Kolejne trzy godziny później, około 15 w niedzielę, fejka próbuje prostować Stowarzyszenie Reporterów, ale jest już za późno. Bowiem jeszcze przed południem, a więc gdy tweeta podawali tylko Magdziarz, Jakubiak i Żelazna Logika, fejk staje się tematem „debaty” w TV Republika. Prowadząca Katarzyna Gójska (prywatnie wybitnie związana zarówno z Partią jak i ze środowiskiem sakiewiczowskim) odpytywała z filmiku gości programu. Równolegle, bo o 11, macierewiczowy portal niezalezna.pl daje łamiący nagłówek pt.: „”Fotoreporterzy rzucali czekolady dzieciom jak psom”. Gorąca dyskusja wokół skandalicznego nagrania z Michałowa.” Jak się rzekło, fejk stał się prawdą, której już nikt nie kwestionuje. Debata nie obraca się wokół pytania „co się stało”, tylko „jak lewaki to zrobiły”. Znowu.

O 14 (ciągle w niedzielę), tweeta podaje dalej Wojciech Mucha, naczelny Dziennika Polskiego i Gazety Krakowskiej, należących do - brak zaskoczenia - orlenowego Polska Press. Również uważąjący się za dziennikarza Mucha nawet nie udaje, że chce dojść do jakiejś prawdy, tylko rozkręca na całego machinę szczucia. Pisze, że „szmaciarze powinni mieć wilczy bilet z zawodu”, oraz „ci łajdacy, zamiast przekazać słodycze opiekunom, to celowo rzucają je przez kratę, wystawiając dzieci na żer foto, które tylko czyha na obrazek malucha rzucającego się po batonik między nogami @Straz_Graniczna. Splunąć na was to max.” Pół godziny później Mucha podaje drugiego tweeta Magdziarza, tego gdzie „zidentyfikowano” dziennikarkę Wyborczej z krótkim komentarzem: „O Wy dranie”. Tak, ten rynsztokowy wysryw uchodzi dziś w pisowskiej Polsce za dziennikarstwo.
W poniedziałek rano Magdziarz (przypominam: dyrektor w TVP3) brnie dalej w tezę o Sadowskiej, za „dowód” dając jej wypowiedź, w której powiedziała, że pojechała z inną dziennikarką po rzeczy dla dzieci. Fakt, że na nagraniu batonika daje inna kobieta nie przeszkadza Magdziarzowi w dalszym szczuciu i manipulowaniu. Podobnie jak dementi Stowarzyszenia Reporterów.

▶ [Przekazane dane]:

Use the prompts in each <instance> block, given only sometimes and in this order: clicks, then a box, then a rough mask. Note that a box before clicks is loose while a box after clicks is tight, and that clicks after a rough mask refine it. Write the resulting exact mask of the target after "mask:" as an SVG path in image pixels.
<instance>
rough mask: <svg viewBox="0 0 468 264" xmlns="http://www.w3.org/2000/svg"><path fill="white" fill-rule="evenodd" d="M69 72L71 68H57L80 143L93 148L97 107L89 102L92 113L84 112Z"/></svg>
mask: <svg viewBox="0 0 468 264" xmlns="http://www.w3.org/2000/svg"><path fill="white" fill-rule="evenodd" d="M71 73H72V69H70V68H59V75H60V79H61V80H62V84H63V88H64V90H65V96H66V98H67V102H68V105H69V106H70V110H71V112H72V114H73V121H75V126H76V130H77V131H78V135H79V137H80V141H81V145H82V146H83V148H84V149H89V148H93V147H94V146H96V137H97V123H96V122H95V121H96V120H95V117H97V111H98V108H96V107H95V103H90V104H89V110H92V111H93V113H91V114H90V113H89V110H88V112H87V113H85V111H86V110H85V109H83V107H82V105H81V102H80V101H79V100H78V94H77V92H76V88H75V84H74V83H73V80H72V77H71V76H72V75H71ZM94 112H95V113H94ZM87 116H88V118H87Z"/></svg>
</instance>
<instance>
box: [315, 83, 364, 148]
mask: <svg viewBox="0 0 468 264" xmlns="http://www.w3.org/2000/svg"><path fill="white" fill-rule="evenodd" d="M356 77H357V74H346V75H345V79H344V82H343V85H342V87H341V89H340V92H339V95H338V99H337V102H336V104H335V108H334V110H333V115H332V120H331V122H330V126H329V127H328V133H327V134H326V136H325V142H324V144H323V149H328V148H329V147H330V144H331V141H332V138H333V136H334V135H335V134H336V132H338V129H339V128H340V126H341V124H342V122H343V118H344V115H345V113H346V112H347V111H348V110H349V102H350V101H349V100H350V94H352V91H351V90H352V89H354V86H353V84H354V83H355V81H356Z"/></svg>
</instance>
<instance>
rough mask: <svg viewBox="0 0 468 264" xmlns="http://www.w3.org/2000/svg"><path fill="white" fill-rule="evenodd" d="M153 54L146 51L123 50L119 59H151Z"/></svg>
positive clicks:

▶ [Polecenie 1]:
Odpowiedz krótko na podstawie tekstu o nagraniu z Michałowa.
(a) O której godzinie portal niezalezna.pl podał nagłówek o nagraniu?
(b) Których gazet naczelnym jest Wojciech Mucha?
(c) Jakie stanowisko zajmuje Magdziarz?
▶ [Polecenie 2]:
Napisz dalszy ciąg tekstu o nagraniu z Michałowa, zaczynając po jego ostatnim zdaniu.
Dane nie mają tu żadnego znaczenia.

▶ [Odpowiedź 1]:
(a) O 11.
(b) Dziennika Polskiego i Gazety Krakowskiej.
(c) Jest dyrektorem w TVP3.

▶ [Odpowiedź 2]:
Wcześniej, bo w niedzielę o 18 wpisy Magdziarza i Muchy są przedstawione na stronie TVP Info jako „dowody” na SPISEG. Warto dodać, że 90% treści „artykułu” to wyżej wspomniane tweety. Aha, tytuł brzmi: „Traktuje dzieci jak kaczki w parku”. Jak dziennikarka „GW” robiła zdjęcia w Michałowie [WIDEO]. Jako dodatkowy smaczek zostawię, że według TVP film opublikował „grecki internauta”, a nie - jak było w rzeczywistości - Onet.

No i mamy cebulę na torcie. Zmanipulowany i zakłamany materiał pojawia się w głównym niedzielnym wydaniu Wiadomości TVP z tytułem „Opozycja gra bezpieczeństwem Polaków”. No bo jakżeby inaczej. Wiem, że cytaty z Wiadomości są niezwykle męczące, ale tu wypada podać cały: „„Dzieci migrantów stały się amunicją w walce o rozszczelnienie polskiej granicy. Najpierw użyte przez Łukaszenkę, teraz użyte przez tych, którzy najwyraźniej realizują jego plany w Polsce (…) To słodycze, rzucane za ogrodzenie placówki Straży Granicznej w Michałowie tylko po to, by z bliska zrobić dzieciom poruszające zdjęcia. Podłość – to najczęstszy komentarz”.
Tak, to się dzieje za Wasze pieniądze. Autorem materiału jest ten sam propagandzista, który swego czasu zestawiał Tuska z Hitlerem i Stalinem. Aha: od zeszłego roku jest w Komisji Etyki TVP, w końcu się nadaje.
Podsumujmy
W mediach pojawiają się zdjęcia, które łamią partyjny przekaz i mają potencjał, by poruszyć nawet kamienne serca. Jakieś greckie konto wrzuca zmanipulowane nagranie z nową narracją, jakoby to była wszystko ustawka. Nie mijają DWIE DOBY, a ta łamiąca wiadomość lata wte i wewte po prawicowej infosferze w Polsce. A kilka godzin później, fejk trafia do Wiadomości TVP jako kolejny „dowód” na machlojki opozycji. Ministerstwo Prawdy dałoby za to medal.

Co z tego wynika?

Po pierwsze: że Partia jest gotowa zmienić wszystko w nienawistne i dehumanizujące szczucie, a pracujący dla Partii propagandziści nawet nie próbują uprawiać dziennikarstwa.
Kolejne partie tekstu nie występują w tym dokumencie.